━━ Supplied records ━━

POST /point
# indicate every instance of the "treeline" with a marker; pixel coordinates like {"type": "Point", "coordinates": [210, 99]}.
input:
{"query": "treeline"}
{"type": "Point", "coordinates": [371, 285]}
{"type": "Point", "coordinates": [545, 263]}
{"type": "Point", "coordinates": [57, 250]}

━━━

### [Objective]
Set out each line of the material above as a numbered list, leaving out any blank lines.

### [Solution]
1. POST /point
2. # indicate every instance of the "treeline" with a marker; pixel coordinates like {"type": "Point", "coordinates": [210, 99]}.
3. input:
4. {"query": "treeline"}
5. {"type": "Point", "coordinates": [371, 285]}
6. {"type": "Point", "coordinates": [545, 263]}
7. {"type": "Point", "coordinates": [57, 250]}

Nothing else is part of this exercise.